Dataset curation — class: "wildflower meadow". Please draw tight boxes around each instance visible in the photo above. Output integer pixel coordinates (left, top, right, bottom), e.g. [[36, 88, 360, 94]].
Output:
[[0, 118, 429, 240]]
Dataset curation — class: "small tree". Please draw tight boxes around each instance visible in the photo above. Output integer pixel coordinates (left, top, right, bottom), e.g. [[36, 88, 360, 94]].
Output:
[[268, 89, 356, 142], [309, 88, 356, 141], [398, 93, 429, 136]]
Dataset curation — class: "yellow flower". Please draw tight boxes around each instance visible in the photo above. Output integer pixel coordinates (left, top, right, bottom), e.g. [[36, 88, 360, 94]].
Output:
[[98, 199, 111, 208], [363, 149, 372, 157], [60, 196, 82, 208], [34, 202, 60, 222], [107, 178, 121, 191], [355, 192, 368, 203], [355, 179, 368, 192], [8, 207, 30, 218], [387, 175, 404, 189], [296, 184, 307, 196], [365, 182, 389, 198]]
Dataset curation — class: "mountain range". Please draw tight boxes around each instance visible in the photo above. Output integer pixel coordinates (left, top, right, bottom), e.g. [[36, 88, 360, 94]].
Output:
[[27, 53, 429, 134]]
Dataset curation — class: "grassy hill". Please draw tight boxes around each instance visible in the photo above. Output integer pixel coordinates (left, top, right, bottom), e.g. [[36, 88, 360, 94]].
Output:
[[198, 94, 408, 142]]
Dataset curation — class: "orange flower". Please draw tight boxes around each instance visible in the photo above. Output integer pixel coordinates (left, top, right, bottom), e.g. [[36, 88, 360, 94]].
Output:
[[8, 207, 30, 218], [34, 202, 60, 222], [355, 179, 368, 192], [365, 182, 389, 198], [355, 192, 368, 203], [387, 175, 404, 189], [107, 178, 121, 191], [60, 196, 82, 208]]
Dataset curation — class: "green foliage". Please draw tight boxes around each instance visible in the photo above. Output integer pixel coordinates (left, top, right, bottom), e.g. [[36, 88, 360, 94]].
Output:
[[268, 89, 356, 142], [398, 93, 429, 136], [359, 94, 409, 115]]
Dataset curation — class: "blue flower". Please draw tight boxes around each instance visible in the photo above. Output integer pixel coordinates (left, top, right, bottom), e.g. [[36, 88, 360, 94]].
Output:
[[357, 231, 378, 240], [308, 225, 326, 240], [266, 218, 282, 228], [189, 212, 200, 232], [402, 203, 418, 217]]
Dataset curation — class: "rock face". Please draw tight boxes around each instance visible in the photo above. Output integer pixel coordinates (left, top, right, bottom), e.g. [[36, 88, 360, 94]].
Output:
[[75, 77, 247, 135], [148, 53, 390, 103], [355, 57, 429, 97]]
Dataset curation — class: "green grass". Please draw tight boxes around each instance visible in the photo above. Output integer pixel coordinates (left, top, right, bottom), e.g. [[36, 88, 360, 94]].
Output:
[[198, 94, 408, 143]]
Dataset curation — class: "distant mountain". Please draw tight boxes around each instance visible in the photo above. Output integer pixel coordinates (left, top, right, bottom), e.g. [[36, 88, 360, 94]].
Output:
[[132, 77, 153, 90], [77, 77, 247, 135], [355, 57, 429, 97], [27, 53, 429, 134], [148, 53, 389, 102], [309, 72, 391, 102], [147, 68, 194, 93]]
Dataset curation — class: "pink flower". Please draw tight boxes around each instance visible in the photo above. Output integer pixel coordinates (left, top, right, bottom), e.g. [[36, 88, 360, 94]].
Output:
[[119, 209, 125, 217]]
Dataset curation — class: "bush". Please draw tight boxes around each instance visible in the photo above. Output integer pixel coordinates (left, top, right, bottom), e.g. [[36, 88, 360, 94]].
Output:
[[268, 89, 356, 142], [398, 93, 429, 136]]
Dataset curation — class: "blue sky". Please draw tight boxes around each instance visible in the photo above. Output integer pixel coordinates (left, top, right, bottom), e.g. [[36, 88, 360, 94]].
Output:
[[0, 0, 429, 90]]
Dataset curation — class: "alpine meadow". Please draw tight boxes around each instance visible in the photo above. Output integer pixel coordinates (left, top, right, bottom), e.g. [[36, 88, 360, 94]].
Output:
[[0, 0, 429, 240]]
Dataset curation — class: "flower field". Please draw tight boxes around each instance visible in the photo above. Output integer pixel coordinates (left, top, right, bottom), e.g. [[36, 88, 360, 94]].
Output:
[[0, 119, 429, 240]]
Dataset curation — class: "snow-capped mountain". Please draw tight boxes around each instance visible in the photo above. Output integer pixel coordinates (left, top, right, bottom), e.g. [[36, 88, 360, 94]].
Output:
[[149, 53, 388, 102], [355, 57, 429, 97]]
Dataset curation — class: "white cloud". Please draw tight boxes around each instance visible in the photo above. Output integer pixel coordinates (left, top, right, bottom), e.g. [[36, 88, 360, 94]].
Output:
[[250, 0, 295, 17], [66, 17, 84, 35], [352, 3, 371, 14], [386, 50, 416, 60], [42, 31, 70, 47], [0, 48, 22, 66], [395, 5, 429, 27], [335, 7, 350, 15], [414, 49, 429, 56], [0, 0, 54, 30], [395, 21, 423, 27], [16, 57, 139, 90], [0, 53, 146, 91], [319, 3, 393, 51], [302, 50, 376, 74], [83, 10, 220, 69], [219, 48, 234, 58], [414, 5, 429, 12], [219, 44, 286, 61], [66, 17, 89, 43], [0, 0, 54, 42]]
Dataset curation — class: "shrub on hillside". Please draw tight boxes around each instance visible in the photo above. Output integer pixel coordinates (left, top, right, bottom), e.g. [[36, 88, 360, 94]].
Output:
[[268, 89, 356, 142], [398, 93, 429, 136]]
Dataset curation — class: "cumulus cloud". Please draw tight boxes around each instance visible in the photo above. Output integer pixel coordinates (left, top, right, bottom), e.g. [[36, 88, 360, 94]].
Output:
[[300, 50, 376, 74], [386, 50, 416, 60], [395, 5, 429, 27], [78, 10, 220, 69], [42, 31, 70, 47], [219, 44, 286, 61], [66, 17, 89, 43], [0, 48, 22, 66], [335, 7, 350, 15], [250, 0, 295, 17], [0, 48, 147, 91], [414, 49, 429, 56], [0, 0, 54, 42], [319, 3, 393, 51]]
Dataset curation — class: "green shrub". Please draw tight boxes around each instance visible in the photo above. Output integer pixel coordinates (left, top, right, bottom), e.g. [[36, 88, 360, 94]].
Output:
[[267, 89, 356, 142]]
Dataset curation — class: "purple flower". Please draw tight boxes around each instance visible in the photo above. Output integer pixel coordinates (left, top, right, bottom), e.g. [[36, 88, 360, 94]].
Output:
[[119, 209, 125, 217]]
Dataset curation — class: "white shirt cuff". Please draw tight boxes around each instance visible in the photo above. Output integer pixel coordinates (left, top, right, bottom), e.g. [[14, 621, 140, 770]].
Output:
::::::::::
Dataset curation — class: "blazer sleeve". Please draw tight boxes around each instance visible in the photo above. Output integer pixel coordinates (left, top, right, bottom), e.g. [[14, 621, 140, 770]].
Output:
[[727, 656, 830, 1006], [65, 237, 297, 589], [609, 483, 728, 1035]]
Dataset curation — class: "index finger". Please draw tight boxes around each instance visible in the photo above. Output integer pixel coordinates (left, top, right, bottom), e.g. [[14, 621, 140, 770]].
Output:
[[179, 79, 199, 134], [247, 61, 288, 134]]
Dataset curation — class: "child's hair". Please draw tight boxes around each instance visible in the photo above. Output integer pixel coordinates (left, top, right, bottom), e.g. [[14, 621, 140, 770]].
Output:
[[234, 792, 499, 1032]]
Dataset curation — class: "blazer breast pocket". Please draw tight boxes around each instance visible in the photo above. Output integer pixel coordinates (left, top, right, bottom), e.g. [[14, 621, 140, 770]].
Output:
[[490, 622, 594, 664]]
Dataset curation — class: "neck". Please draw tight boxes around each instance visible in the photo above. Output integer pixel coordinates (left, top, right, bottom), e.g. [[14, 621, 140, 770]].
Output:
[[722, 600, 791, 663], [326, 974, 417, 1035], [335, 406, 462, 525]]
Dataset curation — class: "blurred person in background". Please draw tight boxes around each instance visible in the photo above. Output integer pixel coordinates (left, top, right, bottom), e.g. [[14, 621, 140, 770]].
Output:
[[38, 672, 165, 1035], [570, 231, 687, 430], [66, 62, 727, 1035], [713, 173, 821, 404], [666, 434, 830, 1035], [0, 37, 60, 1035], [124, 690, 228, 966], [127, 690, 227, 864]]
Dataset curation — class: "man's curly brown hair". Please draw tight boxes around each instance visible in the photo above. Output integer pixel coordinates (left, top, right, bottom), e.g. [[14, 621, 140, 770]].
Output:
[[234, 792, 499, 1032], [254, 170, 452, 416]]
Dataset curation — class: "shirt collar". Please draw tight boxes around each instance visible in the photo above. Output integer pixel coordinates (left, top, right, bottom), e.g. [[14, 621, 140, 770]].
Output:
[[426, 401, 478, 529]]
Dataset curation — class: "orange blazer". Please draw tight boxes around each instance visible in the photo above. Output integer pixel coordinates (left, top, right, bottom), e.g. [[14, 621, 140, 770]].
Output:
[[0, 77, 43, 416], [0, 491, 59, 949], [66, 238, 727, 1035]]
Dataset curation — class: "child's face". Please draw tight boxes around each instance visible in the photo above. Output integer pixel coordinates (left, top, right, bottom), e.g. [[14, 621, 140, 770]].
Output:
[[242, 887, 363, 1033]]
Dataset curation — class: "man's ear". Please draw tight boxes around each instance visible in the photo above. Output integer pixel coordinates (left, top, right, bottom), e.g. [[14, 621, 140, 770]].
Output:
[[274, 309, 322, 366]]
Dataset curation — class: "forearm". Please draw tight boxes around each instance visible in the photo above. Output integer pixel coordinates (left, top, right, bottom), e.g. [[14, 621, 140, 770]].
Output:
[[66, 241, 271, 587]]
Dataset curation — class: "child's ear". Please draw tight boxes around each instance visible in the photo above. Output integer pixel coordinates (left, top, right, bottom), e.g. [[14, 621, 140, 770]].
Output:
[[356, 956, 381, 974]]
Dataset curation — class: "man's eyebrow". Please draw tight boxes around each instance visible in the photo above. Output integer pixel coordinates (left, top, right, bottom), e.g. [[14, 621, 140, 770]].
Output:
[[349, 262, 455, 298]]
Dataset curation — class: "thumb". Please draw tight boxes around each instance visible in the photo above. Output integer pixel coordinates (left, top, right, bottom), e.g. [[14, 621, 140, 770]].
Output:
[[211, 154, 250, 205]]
::::::::::
__EXERCISE__. Tally the lines in the rows above that contain the string "grassy", matching case exactly. Give only the number.

__WORKED ANSWER__. 1